Extracted data START

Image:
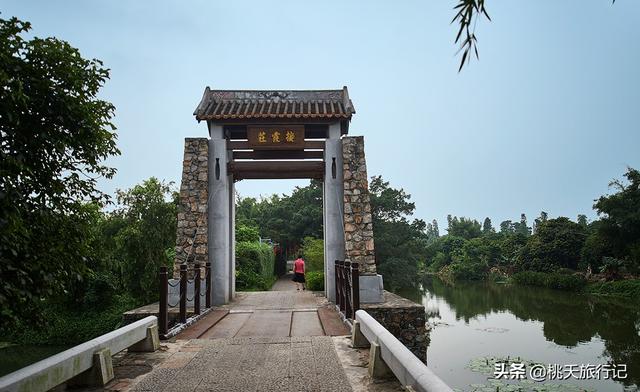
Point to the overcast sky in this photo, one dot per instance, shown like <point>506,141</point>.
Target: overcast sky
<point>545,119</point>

Extracted data END
Extracted data START

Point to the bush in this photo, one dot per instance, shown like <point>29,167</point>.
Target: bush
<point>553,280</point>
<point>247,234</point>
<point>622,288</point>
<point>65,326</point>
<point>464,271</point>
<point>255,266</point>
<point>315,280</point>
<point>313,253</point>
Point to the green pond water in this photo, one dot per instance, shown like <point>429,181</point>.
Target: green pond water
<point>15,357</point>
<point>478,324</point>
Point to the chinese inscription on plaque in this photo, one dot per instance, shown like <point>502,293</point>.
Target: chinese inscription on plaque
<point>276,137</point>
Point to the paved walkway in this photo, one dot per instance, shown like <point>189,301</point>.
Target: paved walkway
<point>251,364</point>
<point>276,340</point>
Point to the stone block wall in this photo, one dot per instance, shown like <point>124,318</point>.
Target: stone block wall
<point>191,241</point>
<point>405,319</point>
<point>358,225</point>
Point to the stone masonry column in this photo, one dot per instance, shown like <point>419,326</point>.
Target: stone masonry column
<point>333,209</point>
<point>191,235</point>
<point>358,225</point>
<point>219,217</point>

Extracted data END

Starting with the line that holds "Point to the chinese" and ending with the line that holds "Point to the stone masonry", retype every line in the data above exactly, and nothing else.

Expected answer:
Point to the chinese inscription on plaque in this photo, one dot per instance, shown like <point>502,293</point>.
Target: chinese inscription on plaque
<point>276,137</point>
Point to the paved walkway in this photo, one dot per instance, shown like <point>189,301</point>.
Target: paved walkway
<point>251,364</point>
<point>276,340</point>
Point to the stone block wall in this photo, one dot per instance, shown like <point>124,318</point>.
Target: stone block wall
<point>191,241</point>
<point>405,319</point>
<point>358,225</point>
Point to the stone masonry column in this photo, one dot per instance, shown like <point>419,326</point>.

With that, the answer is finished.